## WORK REQUIRED
Write out all of the entries exactly as given.

## RECORDS SHOWN
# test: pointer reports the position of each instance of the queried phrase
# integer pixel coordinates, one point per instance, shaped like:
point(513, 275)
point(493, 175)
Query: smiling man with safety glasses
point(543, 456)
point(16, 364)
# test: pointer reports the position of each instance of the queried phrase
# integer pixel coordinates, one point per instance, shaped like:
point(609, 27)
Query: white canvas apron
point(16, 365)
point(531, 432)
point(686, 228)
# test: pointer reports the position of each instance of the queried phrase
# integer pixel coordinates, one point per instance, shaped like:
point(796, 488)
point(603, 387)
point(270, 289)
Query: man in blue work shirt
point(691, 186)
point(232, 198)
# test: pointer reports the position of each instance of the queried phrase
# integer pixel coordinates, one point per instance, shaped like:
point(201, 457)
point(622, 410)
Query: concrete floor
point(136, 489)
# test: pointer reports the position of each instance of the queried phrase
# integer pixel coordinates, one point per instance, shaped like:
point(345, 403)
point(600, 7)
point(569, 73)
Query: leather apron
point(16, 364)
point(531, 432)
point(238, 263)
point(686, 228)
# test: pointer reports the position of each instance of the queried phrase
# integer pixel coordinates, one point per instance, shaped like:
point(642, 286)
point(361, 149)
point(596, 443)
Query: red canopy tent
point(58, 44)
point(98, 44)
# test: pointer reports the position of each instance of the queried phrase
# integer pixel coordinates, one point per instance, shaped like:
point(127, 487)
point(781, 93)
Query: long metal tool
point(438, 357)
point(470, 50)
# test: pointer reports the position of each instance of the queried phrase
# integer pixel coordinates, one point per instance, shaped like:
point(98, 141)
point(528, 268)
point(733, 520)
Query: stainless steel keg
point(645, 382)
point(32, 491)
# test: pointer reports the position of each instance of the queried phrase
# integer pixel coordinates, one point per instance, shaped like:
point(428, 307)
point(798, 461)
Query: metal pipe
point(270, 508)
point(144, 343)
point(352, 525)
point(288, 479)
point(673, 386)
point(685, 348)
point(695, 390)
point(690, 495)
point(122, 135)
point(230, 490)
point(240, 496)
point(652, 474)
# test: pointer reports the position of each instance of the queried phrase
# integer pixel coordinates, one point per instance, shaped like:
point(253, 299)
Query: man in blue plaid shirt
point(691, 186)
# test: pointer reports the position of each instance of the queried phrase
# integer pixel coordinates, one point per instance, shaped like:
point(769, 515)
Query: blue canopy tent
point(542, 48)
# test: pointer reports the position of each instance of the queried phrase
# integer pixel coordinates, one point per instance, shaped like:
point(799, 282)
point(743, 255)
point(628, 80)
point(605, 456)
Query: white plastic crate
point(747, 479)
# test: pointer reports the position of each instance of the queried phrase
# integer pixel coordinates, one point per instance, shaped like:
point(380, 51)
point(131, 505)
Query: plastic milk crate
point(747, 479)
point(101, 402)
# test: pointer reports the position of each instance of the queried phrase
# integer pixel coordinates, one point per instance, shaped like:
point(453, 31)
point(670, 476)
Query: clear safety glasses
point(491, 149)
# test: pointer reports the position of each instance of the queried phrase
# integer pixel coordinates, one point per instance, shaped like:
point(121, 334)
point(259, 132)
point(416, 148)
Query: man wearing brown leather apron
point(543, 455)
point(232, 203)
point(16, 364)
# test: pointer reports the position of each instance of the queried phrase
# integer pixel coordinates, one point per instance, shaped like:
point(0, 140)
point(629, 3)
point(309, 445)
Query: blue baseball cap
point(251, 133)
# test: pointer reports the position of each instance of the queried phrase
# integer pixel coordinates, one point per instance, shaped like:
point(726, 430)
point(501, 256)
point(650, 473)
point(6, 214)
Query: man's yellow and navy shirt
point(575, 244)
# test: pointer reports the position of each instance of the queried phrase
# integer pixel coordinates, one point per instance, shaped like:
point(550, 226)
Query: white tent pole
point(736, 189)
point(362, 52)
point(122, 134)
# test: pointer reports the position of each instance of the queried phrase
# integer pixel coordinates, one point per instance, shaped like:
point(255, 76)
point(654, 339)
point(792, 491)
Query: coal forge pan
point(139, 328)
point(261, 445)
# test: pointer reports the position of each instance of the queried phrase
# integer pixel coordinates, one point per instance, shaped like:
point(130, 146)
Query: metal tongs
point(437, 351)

## IN RESPONSE
# test: pointer reports the position of each instance of the queried phrase
# integer pixel coordinates, one point per instance, shaped like:
point(513, 275)
point(493, 175)
Query: smiling man with safety glasses
point(543, 456)
point(16, 364)
# test: pointer reports the position of each instance of the queried phrase
# integer pixel coordinates, one point per instance, shaped like:
point(609, 27)
Query: white canvas apron
point(16, 365)
point(531, 432)
point(686, 228)
# test: pointer reports the position of each instance of the queried phrase
# integer pixel coordinates, one point per instance, shaped like:
point(796, 488)
point(603, 387)
point(270, 289)
Query: man in blue work shirt
point(691, 186)
point(232, 198)
# test: pointer reports the position of each instance of the queried phrase
# integer pixel coordinates, one point per instance, shaped like:
point(201, 457)
point(622, 410)
Query: concrete floor
point(136, 489)
# test: pointer reports the position of each instance of the queried phrase
# integer pixel coordinates, one point per instance, shaped like:
point(345, 403)
point(600, 7)
point(569, 73)
Query: leather apron
point(16, 364)
point(531, 432)
point(238, 263)
point(686, 228)
# test: pointer reports the position of each instance of the queried phrase
# integer pixel coordinates, one point per instance, shaped like:
point(642, 286)
point(361, 149)
point(596, 443)
Query: red canopy tent
point(58, 44)
point(98, 44)
# test: pointer reports the position of each instance of the queried phrase
# integer pixel coordinates, one point per instance, shaped like:
point(127, 487)
point(781, 93)
Query: long metal tool
point(438, 357)
point(470, 50)
# test: pointer reports the position of each instance of the queried phrase
# integer pixel coordinates, one point per instance, shaped like:
point(98, 141)
point(528, 268)
point(733, 520)
Query: stainless steel keg
point(645, 382)
point(32, 491)
# test: pointer reports the position of each instance of the queried phrase
# integer pixel coordinates, one point per instance, shaped like:
point(428, 307)
point(798, 461)
Query: metal pipe
point(270, 508)
point(144, 343)
point(352, 525)
point(288, 479)
point(673, 386)
point(685, 348)
point(695, 390)
point(690, 495)
point(122, 135)
point(230, 490)
point(240, 496)
point(652, 474)
# test: pointer reports the position of each instance of the queried phrase
# integer pixel coordinates, one point per instance, shaped like:
point(253, 299)
Query: man in blue plaid shirt
point(691, 186)
# test: pointer reports the position of each instance of the queried phrase
# integer pixel coordinates, one point per instance, shaped like:
point(769, 515)
Query: blue canopy tent
point(542, 48)
# test: pointer reports the position of each instance of the queried phrase
# integer pixel coordinates, one point per instance, shaped like:
point(799, 282)
point(743, 255)
point(628, 80)
point(605, 456)
Query: white plastic crate
point(747, 479)
# test: pointer reports the position of each instance of the queried phrase
# integer pixel coordinates, one point per instance, shaped like:
point(380, 51)
point(131, 505)
Query: plastic milk crate
point(747, 479)
point(101, 402)
# test: pointer reports the position of each instance of the queried phrase
# integer pixel coordinates, one point per instance, shaped like:
point(453, 31)
point(670, 476)
Query: clear safety glasses
point(491, 149)
# test: pointer reports the position of each instance of the queried phrase
# integer pixel coordinates, one point per instance, shaped like:
point(121, 334)
point(259, 132)
point(416, 148)
Query: man wearing brown leather apron
point(543, 455)
point(232, 203)
point(16, 364)
# test: pointer reports the position of each instance of the queried phrase
# integer pixel coordinates, one point per instance, shaped like:
point(0, 140)
point(629, 3)
point(309, 445)
Query: blue baseball cap
point(251, 133)
# test: pointer reports the position of each instance of the queried phrase
# integer pixel coordinates, one point per instance, shaped like:
point(726, 430)
point(501, 256)
point(650, 473)
point(6, 214)
Query: man's yellow and navy shirt
point(575, 244)
# test: pointer reports the position of each instance of the queried phrase
# integer pixel coordinates, one point per instance, shaped like:
point(550, 226)
Query: white tent pole
point(736, 189)
point(362, 52)
point(122, 134)
# test: pointer reports the position of each instance of the queried phrase
# integer pixel coordinates, one point per instance, shaped like:
point(255, 76)
point(654, 339)
point(792, 491)
Query: coal forge pan
point(139, 328)
point(261, 445)
# test: pointer reports the position of each instance of the queried phrase
# integer pixel coordinates, one point per instance, shaped like:
point(130, 146)
Query: metal tongs
point(437, 351)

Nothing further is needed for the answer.